RECORDED DATA =>
::::::

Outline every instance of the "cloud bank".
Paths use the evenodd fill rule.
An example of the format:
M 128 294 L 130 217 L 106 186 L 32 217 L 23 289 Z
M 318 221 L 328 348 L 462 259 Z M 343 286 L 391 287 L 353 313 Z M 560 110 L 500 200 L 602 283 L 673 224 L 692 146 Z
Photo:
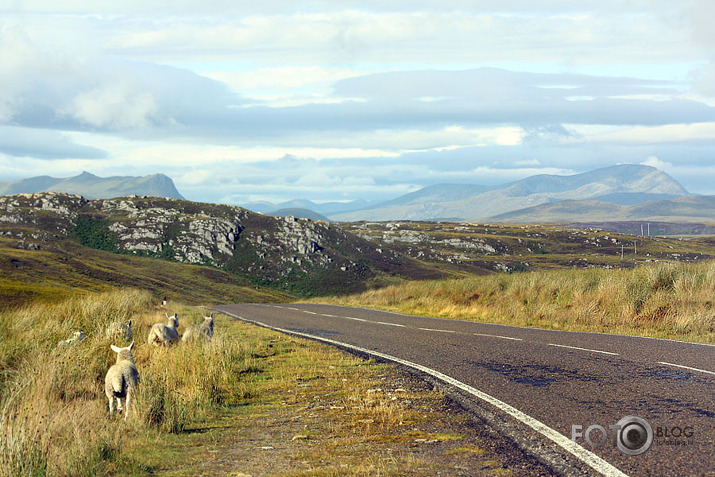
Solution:
M 327 201 L 650 162 L 715 193 L 711 2 L 145 3 L 0 3 L 0 179 Z

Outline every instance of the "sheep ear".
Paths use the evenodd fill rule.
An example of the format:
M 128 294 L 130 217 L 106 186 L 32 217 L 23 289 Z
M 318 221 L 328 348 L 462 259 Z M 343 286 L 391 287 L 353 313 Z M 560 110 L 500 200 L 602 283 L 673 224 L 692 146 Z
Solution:
M 114 345 L 110 345 L 110 346 L 112 347 L 112 351 L 114 351 L 115 353 L 119 353 L 119 351 L 121 351 L 120 348 L 118 348 L 118 347 L 116 347 L 116 346 L 114 346 Z
M 134 341 L 132 341 L 132 344 L 130 344 L 130 345 L 128 346 L 129 351 L 131 351 L 133 347 L 134 347 Z
M 132 327 L 132 320 L 129 320 L 129 328 Z

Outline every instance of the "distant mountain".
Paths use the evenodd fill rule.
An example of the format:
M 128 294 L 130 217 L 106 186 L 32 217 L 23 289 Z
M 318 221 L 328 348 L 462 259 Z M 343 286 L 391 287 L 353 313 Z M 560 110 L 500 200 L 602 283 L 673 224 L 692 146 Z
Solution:
M 482 194 L 492 189 L 495 189 L 495 187 L 475 184 L 435 184 L 424 187 L 415 192 L 410 192 L 409 194 L 405 194 L 396 199 L 382 202 L 378 206 L 393 207 L 403 205 L 419 205 L 429 202 L 452 202 Z
M 75 177 L 31 177 L 13 182 L 0 181 L 0 195 L 34 194 L 38 192 L 65 192 L 78 194 L 87 199 L 111 199 L 128 195 L 148 195 L 183 199 L 169 177 L 154 174 L 144 177 L 114 176 L 98 177 L 83 172 Z
M 486 219 L 488 222 L 697 222 L 715 221 L 715 196 L 686 196 L 672 200 L 618 205 L 599 201 L 564 200 L 537 205 Z
M 624 164 L 572 176 L 537 175 L 494 187 L 440 184 L 329 217 L 337 221 L 476 221 L 564 200 L 638 204 L 686 195 L 688 191 L 668 174 L 650 166 Z
M 283 211 L 286 209 L 302 209 L 315 212 L 321 216 L 328 216 L 334 214 L 342 214 L 353 212 L 355 210 L 360 210 L 365 207 L 370 206 L 370 202 L 366 200 L 353 200 L 350 202 L 324 202 L 316 203 L 310 200 L 296 199 L 290 200 L 288 202 L 281 202 L 279 204 L 274 204 L 273 202 L 261 201 L 261 202 L 249 202 L 247 204 L 242 204 L 244 207 L 253 212 L 260 212 L 262 214 L 268 215 L 285 215 L 283 213 L 277 213 L 278 211 Z M 312 218 L 312 217 L 307 217 Z M 318 220 L 327 220 L 325 217 Z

::::::

DIRECTIONS =>
Gather all lines of the records that include the word "Outline".

SOLUTION FOR THIS PROBLEM =>
Outline every instance of the "cloud bank".
Outline every instance of the "sheep ear".
Outline every instance of the "distant mountain".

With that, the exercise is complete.